Repeat the entries exactly but omit the pictures.
↓
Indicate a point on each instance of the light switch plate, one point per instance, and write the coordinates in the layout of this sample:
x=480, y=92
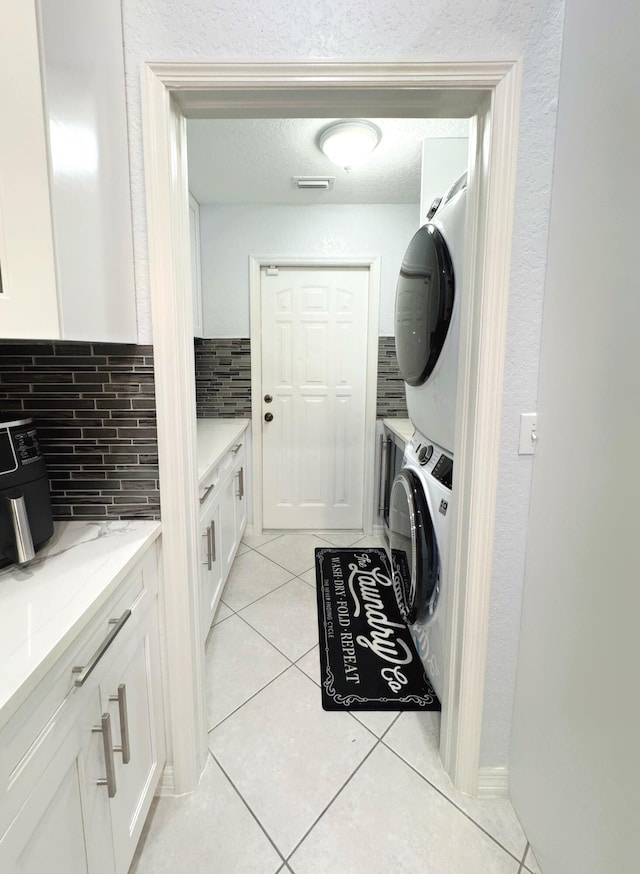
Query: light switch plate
x=528, y=435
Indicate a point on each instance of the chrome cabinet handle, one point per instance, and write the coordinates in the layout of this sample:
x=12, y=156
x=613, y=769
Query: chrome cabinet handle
x=86, y=670
x=209, y=560
x=105, y=729
x=208, y=489
x=124, y=747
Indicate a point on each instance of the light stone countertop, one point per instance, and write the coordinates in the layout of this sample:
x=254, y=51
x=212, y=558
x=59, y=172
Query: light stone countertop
x=215, y=437
x=45, y=605
x=402, y=428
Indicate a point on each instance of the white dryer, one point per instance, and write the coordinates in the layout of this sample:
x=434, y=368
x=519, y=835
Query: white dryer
x=427, y=326
x=419, y=534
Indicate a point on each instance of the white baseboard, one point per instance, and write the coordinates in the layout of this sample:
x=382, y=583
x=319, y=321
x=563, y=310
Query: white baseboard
x=493, y=782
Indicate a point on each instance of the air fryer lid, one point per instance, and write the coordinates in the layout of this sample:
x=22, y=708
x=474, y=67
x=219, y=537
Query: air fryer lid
x=20, y=456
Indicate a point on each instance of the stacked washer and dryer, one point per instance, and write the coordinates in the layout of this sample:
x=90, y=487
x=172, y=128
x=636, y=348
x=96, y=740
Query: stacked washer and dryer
x=420, y=504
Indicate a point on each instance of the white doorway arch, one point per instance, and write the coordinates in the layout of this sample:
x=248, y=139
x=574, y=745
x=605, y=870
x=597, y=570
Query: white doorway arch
x=489, y=94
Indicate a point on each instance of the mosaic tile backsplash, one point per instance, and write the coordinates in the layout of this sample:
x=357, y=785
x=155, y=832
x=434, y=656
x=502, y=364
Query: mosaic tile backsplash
x=392, y=401
x=223, y=379
x=94, y=408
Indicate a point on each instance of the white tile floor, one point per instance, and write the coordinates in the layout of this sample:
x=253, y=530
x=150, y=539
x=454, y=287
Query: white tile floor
x=291, y=788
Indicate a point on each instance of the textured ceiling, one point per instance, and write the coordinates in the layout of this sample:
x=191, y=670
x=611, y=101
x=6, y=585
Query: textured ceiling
x=254, y=160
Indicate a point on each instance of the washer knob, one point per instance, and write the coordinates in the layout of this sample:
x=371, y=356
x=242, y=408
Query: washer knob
x=425, y=453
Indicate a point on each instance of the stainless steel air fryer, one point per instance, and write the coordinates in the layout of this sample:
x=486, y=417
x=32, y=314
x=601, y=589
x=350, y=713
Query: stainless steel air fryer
x=26, y=522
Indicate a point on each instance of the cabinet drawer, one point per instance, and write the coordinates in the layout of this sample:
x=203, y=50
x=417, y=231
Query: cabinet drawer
x=31, y=737
x=208, y=485
x=211, y=486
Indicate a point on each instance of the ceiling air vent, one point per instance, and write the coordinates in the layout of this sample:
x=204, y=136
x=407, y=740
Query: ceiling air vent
x=314, y=183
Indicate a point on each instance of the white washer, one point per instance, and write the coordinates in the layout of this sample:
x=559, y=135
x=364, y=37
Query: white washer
x=427, y=327
x=419, y=534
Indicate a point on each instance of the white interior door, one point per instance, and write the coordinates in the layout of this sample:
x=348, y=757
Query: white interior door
x=314, y=367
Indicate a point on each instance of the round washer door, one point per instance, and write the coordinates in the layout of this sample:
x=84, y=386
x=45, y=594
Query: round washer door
x=424, y=304
x=415, y=561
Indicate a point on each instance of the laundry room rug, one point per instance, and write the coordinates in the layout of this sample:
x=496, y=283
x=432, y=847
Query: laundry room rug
x=367, y=658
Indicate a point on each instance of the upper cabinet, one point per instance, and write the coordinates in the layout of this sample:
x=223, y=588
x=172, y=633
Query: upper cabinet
x=196, y=269
x=66, y=252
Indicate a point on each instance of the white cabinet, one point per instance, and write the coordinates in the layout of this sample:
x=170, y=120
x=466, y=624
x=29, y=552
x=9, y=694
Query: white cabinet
x=211, y=567
x=66, y=252
x=129, y=693
x=223, y=518
x=196, y=268
x=81, y=759
x=63, y=827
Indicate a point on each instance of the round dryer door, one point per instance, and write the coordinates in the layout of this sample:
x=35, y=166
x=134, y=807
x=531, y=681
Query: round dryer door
x=415, y=561
x=424, y=304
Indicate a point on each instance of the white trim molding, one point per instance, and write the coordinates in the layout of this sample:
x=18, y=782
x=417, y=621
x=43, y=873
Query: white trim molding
x=487, y=92
x=372, y=264
x=493, y=783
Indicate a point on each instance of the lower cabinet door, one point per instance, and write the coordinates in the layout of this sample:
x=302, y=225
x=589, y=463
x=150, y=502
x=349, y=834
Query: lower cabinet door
x=131, y=695
x=64, y=827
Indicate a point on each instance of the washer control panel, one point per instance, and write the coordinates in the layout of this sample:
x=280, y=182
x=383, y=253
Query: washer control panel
x=434, y=460
x=424, y=453
x=443, y=470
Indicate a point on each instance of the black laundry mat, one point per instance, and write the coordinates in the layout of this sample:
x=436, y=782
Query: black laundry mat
x=367, y=658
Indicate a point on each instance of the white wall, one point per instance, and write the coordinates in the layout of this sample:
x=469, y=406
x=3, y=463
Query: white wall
x=229, y=234
x=391, y=31
x=575, y=764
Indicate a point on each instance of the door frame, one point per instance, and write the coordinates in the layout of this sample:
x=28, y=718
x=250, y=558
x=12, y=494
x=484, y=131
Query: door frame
x=372, y=265
x=489, y=94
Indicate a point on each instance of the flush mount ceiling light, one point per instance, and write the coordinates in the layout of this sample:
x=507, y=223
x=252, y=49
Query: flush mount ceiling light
x=348, y=143
x=313, y=183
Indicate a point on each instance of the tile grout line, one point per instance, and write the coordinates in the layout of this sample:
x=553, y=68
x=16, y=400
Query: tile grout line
x=251, y=603
x=522, y=867
x=452, y=802
x=244, y=801
x=284, y=655
x=250, y=698
x=326, y=808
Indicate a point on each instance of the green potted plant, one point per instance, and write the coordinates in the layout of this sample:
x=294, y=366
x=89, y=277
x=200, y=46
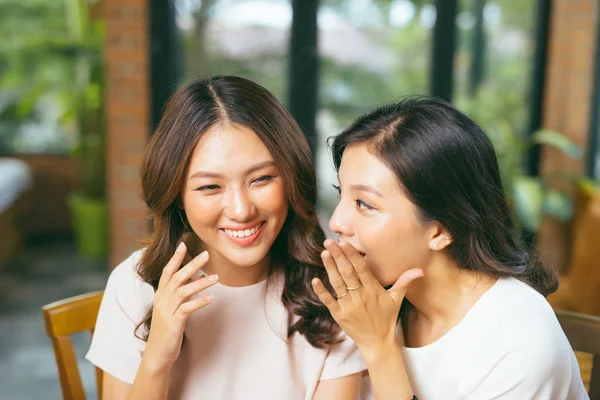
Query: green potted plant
x=78, y=88
x=531, y=197
x=88, y=205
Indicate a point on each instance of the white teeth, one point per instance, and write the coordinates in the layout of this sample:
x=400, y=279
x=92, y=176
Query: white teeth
x=243, y=233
↑
Response for this exercise.
Indicate a point on each instance of the light switch plate, one point per instance, and write the coordinates in the layout of this sample:
x=480, y=92
Query: light switch plate
x=528, y=435
Indicate a point on each instance of the chrome cabinet handle, one point per instance, and write the coordinates in the layout of this sample:
x=12, y=156
x=613, y=769
Query: chrome cabinet handle
x=86, y=670
x=209, y=560
x=105, y=729
x=208, y=489
x=124, y=747
Indicate a point on each instance of the light stone countertop, one point per instance, and write the coordinates in the layout of this sample:
x=254, y=51
x=212, y=558
x=59, y=172
Query: light stone countertop
x=215, y=437
x=45, y=605
x=402, y=428
Indicate a point on each instance of the white dryer, one point per instance, and write the coordinates in the layout of this sample:
x=434, y=368
x=519, y=835
Query: white dryer
x=427, y=326
x=419, y=534
Indicate a point on each instance of the white baseboard, one point per instance, and write the coordinates in the layout of this sample:
x=382, y=583
x=319, y=321
x=563, y=310
Query: white baseboard
x=493, y=782
Indicate a point on each instance of the air fryer lid, one point per instance, and write the coordinates in the layout of this sample:
x=22, y=708
x=474, y=67
x=219, y=537
Query: air fryer lid
x=20, y=456
Indicate a point on each instance of the stacked washer and dryer, one point per instance, and write the coordinates in the layout of this sample:
x=90, y=487
x=172, y=128
x=636, y=348
x=96, y=740
Query: stacked washer and dryer
x=420, y=504
Indicate a point on each instance of the white doorway arch, one point per instance, and write the coordinates in the layout of this sample:
x=248, y=139
x=574, y=745
x=605, y=870
x=597, y=570
Query: white doorway arch
x=489, y=94
Indicate a point on each instance of the mosaic tile backsplash, one point per instance, and write the coordinates in the layout of this sample:
x=357, y=785
x=155, y=832
x=434, y=656
x=502, y=364
Query: mosaic tile backsplash
x=392, y=401
x=223, y=379
x=94, y=408
Indicate a point on each instance of the white tile floor, one point per instance, and write the coordinates in the layout of this sample:
x=253, y=530
x=150, y=539
x=454, y=287
Query: white tile floor
x=291, y=788
Indicate a point on each instance of the textured ceiling, one point per instance, and write the coordinates in the layout of this sample:
x=191, y=670
x=611, y=101
x=6, y=585
Query: textured ceiling
x=254, y=160
Indicate a point on each instance of the washer knob, one point per instance, and write the coordinates in the layout of this sample:
x=371, y=356
x=242, y=408
Query: washer knob
x=425, y=453
Indicate a point on each instance of the stainless steel air fryer, one point per instance, and write the coordinates in the layout of this sample:
x=486, y=417
x=32, y=314
x=601, y=589
x=350, y=713
Query: stainless steel air fryer
x=26, y=522
Indicate a point on each instance of the cabinet drawer, one point per instance, and write the coordinates in the layout of this sample:
x=203, y=50
x=417, y=231
Query: cabinet drawer
x=31, y=737
x=208, y=485
x=211, y=486
Indicate a point on each instance of the ceiling air vent, one point per instance, and write the coordinates in the layout of this sample:
x=204, y=136
x=407, y=740
Query: ceiling air vent
x=314, y=183
Indicate a point on each instance of the white washer, one point per instance, and write the coordinates in the layout of this sample:
x=559, y=135
x=364, y=37
Query: white washer
x=427, y=327
x=419, y=534
Indicate a point on each instance of the white interior door, one point per instance, and write the coordinates in the layout of this sample:
x=348, y=757
Query: white interior door
x=314, y=367
Indicate a point on each instance of the round washer door, one point per instance, and write the coordinates in the layout of this sample:
x=84, y=386
x=45, y=594
Query: round washer door
x=424, y=304
x=415, y=561
Indicate a point on each instance of the laundry room rug, one point per instance, and write the coordinates in the layout of this sample:
x=496, y=283
x=432, y=847
Query: laundry room rug
x=367, y=658
Indicate a point on each instance of the upper cabinet, one point per instance, and write the coordinates in the layout of this sample:
x=223, y=588
x=172, y=633
Query: upper cabinet
x=196, y=269
x=66, y=252
Indicate a point on each instance of the white cabinet, one point per instance, and write the coordinates in the layout of this sample:
x=170, y=120
x=466, y=624
x=29, y=552
x=9, y=694
Query: white cabinet
x=211, y=567
x=66, y=252
x=129, y=693
x=223, y=518
x=196, y=268
x=81, y=759
x=63, y=827
Indicate a point on each instance of the round dryer door, one point per instance, and write the coordinates in the layout of this sample:
x=35, y=166
x=134, y=807
x=531, y=681
Query: round dryer door
x=415, y=561
x=424, y=304
Indicate a point on each instance of the white trim molding, one point per instance, and write the coordinates in the layout of this sample:
x=18, y=782
x=417, y=621
x=43, y=873
Query: white trim molding
x=487, y=92
x=372, y=264
x=493, y=783
Indicate a point on each instance of the lower cabinet door, one point per instance, and write the coordinates in the layout of this sample:
x=302, y=225
x=589, y=463
x=150, y=502
x=349, y=834
Query: lower cabinet door
x=131, y=695
x=64, y=827
Indicate a point on each instance of the washer control panel, one point per instance, and write the coordinates in the layout of this sample:
x=280, y=182
x=383, y=253
Query: washer control panel
x=434, y=460
x=424, y=453
x=443, y=470
Indicate a point on each instance of the black laundry mat, one point per instance, and write the coordinates in the layout of this sample:
x=436, y=782
Query: black laundry mat
x=367, y=658
Indicate a point on each instance of the white wall, one point per instance, and write the coordinates in the layout of this sample:
x=469, y=406
x=3, y=463
Query: white wall
x=229, y=234
x=391, y=31
x=575, y=764
Indicate a point on each instance of the door frame, one point per instance, and write the coordinates in the layout of this sample:
x=28, y=718
x=250, y=558
x=12, y=494
x=484, y=131
Query: door frame
x=372, y=265
x=489, y=94
Indicate a point on each instance of the flush mount ceiling light, one point per instance, and write the coordinates in the layout of this sample:
x=507, y=223
x=252, y=49
Query: flush mount ceiling light
x=348, y=143
x=313, y=183
Indicate a point on each instance of the tile grout line, one point per instance, and write the coordinates in the layout of this sample:
x=553, y=68
x=16, y=400
Query: tile grout line
x=251, y=603
x=522, y=867
x=452, y=802
x=244, y=801
x=284, y=655
x=250, y=698
x=326, y=808
Indicate a point on each instance of the green potted plant, one point per instance, and write the coordinates in the layout of this sample:
x=294, y=366
x=89, y=277
x=200, y=46
Query: green potted plant
x=78, y=88
x=531, y=197
x=88, y=205
Indicate a point on each instance of the white teeth, one point per instance, and write the coordinates in the layout of this sample:
x=400, y=279
x=92, y=176
Query: white teeth
x=243, y=233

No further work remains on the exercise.